Copy out the rows below word for word, every one of them. Leave the pictures out.

Records for this task Block Start

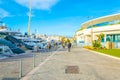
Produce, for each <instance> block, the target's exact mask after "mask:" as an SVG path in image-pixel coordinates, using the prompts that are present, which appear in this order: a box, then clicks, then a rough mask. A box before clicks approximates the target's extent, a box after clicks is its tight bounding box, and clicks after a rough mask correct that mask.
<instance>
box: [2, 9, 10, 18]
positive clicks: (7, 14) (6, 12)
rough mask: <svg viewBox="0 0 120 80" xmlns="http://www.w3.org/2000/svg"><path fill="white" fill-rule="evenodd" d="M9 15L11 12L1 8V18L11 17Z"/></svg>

Records for this task Block End

#### Output below
Produce, for each <instance> block, the target's exact mask after "mask:" as an SVG path in image-pixel coordinates, using the prompts that are present, which appear in this order: a box, then clicks, then a rough mask. A box before clicks approximates the target's extent, a box after clicks is its tight bounding box, and clicks after a rough mask correct that mask.
<instance>
box: [2, 9, 10, 18]
positive clicks: (7, 14) (6, 12)
rough mask: <svg viewBox="0 0 120 80" xmlns="http://www.w3.org/2000/svg"><path fill="white" fill-rule="evenodd" d="M9 15L11 12L1 8V18L11 17Z"/></svg>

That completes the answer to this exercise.